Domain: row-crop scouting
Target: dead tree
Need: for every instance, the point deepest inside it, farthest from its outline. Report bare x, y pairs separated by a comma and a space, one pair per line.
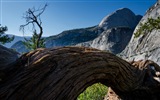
63, 73
33, 17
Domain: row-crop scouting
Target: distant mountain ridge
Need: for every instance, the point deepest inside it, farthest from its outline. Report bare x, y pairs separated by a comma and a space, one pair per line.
146, 46
117, 29
112, 33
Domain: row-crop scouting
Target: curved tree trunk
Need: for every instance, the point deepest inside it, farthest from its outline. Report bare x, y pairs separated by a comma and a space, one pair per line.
63, 73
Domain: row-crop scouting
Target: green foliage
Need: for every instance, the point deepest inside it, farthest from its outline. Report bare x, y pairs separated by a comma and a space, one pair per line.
95, 92
32, 43
5, 38
148, 26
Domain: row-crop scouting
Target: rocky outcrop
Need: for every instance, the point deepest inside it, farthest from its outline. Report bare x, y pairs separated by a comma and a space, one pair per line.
63, 73
72, 37
123, 17
117, 29
146, 46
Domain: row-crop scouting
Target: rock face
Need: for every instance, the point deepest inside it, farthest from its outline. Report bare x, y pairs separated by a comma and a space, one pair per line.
117, 29
146, 46
112, 34
63, 73
72, 37
7, 57
121, 18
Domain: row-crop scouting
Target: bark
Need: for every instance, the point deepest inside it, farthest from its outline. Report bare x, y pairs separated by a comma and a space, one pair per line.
63, 73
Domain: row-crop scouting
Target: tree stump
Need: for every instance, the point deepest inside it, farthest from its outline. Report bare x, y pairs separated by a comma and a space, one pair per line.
63, 73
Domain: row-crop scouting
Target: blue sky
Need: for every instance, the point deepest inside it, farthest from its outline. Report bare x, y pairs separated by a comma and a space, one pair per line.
63, 15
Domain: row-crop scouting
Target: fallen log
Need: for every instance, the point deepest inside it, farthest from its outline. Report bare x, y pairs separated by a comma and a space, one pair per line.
63, 73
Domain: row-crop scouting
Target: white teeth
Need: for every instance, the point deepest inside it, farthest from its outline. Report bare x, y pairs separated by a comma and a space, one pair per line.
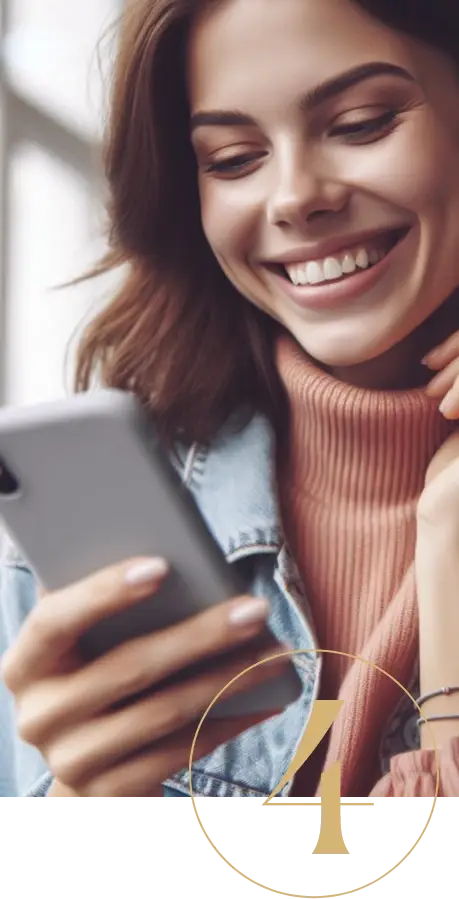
362, 259
348, 264
314, 273
374, 257
332, 268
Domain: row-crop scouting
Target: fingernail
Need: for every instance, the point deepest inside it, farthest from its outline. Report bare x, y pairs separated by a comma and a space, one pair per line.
249, 612
144, 572
447, 405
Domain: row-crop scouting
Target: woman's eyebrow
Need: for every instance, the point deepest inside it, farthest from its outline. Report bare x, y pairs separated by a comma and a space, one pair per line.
313, 98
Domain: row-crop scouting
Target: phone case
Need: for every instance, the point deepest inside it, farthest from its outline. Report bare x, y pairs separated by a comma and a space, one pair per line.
96, 487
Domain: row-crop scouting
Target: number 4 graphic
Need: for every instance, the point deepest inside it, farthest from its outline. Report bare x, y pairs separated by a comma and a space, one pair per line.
330, 839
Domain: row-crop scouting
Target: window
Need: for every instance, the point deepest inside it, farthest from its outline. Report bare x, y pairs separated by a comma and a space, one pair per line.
53, 53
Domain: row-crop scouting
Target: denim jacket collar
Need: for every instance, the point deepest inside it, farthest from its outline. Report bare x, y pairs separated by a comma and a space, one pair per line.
233, 483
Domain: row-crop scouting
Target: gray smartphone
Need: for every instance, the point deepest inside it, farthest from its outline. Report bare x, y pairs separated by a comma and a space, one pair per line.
85, 483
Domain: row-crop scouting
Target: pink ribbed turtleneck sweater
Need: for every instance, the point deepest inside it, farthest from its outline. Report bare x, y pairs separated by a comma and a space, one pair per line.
350, 475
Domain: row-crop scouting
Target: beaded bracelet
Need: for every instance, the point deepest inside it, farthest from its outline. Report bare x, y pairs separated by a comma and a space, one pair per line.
443, 691
437, 718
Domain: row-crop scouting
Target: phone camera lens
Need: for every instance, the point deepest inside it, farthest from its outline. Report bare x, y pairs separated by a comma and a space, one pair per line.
8, 483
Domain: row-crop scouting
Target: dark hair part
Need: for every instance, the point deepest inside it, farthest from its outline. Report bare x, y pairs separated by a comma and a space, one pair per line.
177, 333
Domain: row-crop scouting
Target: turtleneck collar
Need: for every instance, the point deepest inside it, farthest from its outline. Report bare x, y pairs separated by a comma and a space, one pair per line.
352, 443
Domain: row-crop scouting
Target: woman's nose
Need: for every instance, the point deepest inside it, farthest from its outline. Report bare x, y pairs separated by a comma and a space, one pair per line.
301, 194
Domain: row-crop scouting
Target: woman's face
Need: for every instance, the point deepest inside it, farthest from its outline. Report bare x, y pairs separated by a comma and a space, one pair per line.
328, 155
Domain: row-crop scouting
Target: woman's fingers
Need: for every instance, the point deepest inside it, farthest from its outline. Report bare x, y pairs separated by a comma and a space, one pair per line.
56, 624
444, 353
141, 777
105, 743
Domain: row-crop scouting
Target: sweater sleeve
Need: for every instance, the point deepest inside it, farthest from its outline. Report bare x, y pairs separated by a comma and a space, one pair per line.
413, 775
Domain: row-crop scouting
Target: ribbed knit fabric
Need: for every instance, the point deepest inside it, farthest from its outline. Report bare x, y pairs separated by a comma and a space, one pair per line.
350, 475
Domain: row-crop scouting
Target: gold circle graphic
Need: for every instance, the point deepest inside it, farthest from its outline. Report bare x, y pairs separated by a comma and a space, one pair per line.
275, 891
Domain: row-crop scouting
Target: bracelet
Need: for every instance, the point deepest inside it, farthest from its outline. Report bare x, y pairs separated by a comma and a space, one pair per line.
443, 691
437, 718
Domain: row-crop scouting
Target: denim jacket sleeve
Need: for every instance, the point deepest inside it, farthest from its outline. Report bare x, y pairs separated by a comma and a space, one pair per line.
23, 771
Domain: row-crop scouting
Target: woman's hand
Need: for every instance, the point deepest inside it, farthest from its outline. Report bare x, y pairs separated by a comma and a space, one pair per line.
437, 581
110, 729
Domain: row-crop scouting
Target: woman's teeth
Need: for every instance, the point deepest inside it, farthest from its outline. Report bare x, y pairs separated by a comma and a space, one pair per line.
333, 267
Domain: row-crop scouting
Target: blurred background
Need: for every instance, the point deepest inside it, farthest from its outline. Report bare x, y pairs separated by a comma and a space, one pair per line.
55, 66
55, 58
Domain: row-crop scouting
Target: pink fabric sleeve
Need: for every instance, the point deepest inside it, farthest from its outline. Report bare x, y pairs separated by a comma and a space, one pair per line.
413, 775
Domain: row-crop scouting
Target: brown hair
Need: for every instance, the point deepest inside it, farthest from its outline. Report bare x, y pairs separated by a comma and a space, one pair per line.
178, 333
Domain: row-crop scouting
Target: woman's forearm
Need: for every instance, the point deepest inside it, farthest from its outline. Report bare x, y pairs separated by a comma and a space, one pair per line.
438, 599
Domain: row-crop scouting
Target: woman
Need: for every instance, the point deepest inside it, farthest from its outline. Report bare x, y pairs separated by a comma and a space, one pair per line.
285, 190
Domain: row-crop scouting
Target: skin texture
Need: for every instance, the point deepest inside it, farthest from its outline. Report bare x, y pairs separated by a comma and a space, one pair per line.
304, 182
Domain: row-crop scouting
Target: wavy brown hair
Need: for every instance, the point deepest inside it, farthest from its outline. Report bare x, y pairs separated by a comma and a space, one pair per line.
177, 333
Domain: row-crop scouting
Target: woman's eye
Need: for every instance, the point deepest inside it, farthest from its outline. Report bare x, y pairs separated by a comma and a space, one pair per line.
366, 130
234, 167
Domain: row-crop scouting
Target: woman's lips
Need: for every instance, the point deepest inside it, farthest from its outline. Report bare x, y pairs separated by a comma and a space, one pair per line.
333, 294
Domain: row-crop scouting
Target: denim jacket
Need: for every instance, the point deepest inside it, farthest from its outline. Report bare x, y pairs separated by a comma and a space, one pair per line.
233, 483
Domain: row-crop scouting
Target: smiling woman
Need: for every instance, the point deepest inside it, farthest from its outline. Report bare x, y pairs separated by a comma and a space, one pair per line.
284, 183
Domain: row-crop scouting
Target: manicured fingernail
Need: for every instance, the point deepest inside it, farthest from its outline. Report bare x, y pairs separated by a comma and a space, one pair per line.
249, 612
447, 405
144, 572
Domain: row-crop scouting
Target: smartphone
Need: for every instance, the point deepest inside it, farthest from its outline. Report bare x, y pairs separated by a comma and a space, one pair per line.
85, 482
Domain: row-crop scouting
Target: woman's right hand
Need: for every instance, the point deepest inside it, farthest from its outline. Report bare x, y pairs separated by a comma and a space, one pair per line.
108, 729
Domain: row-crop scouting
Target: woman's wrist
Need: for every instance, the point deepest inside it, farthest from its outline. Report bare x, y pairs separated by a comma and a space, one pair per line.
58, 791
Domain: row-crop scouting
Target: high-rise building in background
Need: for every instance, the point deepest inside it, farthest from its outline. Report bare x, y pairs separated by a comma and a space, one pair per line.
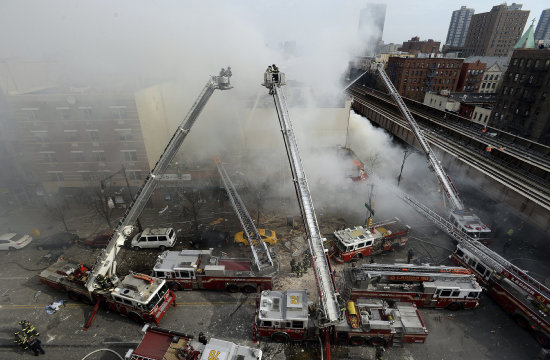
371, 27
523, 102
494, 33
542, 33
459, 26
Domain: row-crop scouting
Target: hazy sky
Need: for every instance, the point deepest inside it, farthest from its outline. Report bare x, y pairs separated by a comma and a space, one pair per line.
431, 18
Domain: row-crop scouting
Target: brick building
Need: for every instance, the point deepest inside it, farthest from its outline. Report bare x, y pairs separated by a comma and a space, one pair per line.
415, 46
471, 76
523, 105
494, 33
415, 76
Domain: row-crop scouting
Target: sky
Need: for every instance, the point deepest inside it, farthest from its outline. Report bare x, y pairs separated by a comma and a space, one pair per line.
431, 19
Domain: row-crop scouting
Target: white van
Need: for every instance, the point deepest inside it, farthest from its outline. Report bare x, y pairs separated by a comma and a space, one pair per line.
161, 238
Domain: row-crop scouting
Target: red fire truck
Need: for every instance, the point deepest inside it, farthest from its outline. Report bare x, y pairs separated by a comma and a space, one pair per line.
162, 344
285, 316
514, 290
140, 297
437, 287
199, 269
360, 241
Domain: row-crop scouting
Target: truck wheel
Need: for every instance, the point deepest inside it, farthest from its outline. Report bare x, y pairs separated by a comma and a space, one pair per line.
175, 286
454, 306
377, 341
279, 337
136, 318
232, 288
542, 339
356, 341
521, 321
73, 296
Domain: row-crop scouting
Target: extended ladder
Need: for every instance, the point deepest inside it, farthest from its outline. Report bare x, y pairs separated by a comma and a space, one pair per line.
106, 262
443, 178
262, 257
328, 295
490, 258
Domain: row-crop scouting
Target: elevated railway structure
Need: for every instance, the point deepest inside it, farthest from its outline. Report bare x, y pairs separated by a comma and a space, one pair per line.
518, 174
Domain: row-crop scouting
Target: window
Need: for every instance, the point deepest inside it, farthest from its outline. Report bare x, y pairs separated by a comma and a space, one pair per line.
57, 175
94, 135
49, 156
124, 134
99, 155
78, 156
130, 155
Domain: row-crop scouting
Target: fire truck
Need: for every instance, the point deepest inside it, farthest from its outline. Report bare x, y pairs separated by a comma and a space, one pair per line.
440, 287
163, 344
140, 297
465, 220
360, 241
199, 269
521, 296
287, 315
293, 317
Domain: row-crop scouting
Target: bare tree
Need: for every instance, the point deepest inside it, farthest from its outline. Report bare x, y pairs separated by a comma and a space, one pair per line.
191, 202
58, 210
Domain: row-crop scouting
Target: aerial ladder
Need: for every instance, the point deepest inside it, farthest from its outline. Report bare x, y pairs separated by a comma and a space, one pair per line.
105, 266
261, 253
330, 311
443, 178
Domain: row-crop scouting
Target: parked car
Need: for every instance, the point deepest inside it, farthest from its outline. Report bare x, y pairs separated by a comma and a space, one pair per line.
12, 241
57, 241
161, 238
268, 236
210, 239
100, 239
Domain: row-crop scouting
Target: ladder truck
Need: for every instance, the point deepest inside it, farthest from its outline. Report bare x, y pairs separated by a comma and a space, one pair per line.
518, 293
463, 218
287, 315
440, 287
140, 297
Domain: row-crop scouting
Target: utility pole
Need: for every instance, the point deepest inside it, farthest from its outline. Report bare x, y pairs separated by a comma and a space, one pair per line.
406, 154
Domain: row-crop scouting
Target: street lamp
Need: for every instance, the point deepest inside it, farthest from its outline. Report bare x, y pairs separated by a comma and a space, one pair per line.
123, 171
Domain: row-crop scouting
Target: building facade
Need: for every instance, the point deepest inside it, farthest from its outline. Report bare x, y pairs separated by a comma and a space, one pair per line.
523, 105
415, 46
494, 33
371, 27
414, 77
460, 21
542, 33
471, 76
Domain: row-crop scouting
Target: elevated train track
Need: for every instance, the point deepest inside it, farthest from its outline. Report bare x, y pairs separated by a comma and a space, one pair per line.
525, 184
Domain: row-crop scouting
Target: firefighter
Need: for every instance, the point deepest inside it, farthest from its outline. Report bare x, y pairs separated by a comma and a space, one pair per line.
379, 352
410, 255
292, 265
28, 328
21, 340
299, 269
202, 338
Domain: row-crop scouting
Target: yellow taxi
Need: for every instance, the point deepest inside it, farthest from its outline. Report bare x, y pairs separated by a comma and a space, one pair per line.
268, 236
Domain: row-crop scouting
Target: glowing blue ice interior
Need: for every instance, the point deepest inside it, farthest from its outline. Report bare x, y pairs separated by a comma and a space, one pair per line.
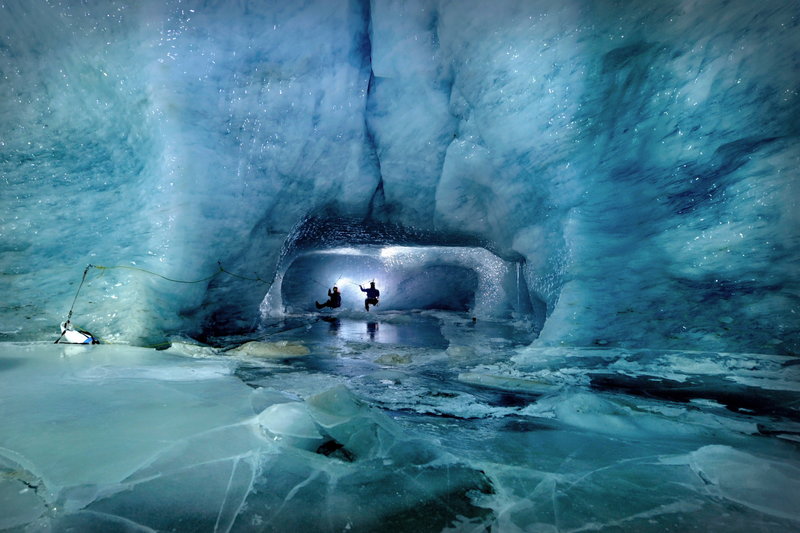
582, 217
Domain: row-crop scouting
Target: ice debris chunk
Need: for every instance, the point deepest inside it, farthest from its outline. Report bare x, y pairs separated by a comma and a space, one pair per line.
762, 484
271, 350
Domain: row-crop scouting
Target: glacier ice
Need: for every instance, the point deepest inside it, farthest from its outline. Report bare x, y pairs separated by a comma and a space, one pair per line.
583, 219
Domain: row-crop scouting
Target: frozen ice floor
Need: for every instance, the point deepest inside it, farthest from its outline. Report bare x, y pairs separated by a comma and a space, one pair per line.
396, 422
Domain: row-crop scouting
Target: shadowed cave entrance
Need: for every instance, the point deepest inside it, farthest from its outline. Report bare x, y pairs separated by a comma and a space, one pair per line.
412, 269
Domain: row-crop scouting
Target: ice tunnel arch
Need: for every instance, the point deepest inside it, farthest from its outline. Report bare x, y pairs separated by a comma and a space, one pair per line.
413, 271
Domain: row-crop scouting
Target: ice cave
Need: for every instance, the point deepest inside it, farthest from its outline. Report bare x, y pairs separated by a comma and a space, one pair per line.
582, 218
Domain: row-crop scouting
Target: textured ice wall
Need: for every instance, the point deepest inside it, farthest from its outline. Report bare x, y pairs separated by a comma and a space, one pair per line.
642, 158
169, 135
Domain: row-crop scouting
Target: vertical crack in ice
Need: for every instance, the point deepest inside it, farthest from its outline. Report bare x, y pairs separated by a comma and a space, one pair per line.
231, 519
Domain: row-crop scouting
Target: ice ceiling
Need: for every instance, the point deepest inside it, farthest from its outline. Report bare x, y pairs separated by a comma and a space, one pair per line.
640, 160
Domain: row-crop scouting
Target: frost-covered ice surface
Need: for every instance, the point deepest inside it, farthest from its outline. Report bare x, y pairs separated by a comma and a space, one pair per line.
414, 421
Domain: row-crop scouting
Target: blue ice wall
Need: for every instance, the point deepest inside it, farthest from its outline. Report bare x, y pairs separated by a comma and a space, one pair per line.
642, 157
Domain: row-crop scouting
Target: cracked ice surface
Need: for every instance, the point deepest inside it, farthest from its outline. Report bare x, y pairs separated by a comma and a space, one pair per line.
397, 421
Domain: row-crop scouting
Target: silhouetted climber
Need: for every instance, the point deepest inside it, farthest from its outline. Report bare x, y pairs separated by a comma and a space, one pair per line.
372, 295
334, 299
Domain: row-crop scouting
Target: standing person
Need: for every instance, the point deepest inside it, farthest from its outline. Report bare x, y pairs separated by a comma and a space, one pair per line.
334, 299
372, 295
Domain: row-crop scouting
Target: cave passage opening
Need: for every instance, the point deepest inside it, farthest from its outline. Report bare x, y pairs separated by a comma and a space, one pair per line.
413, 271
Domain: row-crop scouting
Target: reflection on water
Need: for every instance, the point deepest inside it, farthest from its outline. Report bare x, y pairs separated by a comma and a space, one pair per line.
372, 330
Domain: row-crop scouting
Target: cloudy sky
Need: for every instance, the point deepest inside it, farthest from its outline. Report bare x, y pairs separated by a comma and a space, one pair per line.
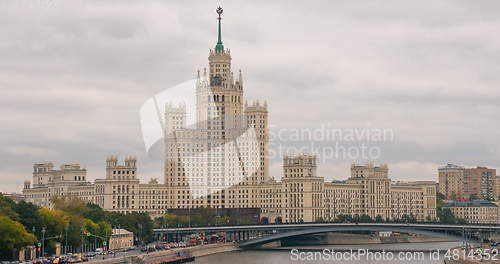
73, 76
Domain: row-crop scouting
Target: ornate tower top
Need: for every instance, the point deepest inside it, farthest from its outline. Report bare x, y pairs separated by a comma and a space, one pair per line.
219, 48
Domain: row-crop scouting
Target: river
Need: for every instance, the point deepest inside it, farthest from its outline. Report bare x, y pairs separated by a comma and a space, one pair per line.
373, 253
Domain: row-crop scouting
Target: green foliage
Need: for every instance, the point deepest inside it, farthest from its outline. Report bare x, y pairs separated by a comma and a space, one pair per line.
69, 204
13, 236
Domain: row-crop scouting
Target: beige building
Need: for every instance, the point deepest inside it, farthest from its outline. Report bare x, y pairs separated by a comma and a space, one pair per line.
221, 161
121, 238
457, 182
304, 196
476, 212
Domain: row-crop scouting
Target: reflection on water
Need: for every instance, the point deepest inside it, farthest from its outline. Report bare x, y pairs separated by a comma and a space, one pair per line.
313, 255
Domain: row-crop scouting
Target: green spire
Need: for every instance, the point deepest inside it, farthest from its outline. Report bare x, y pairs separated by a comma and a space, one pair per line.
——————
## SOAL LATIHAN
Tolong ambil semua baris dari entri di atas yang memuat kata "denim". Perhatikan bahwa huruf besar dan kecil dibedakan.

## JAWABAN SOAL
Target: denim jacket collar
Target: denim jacket sleeve
Target: denim jacket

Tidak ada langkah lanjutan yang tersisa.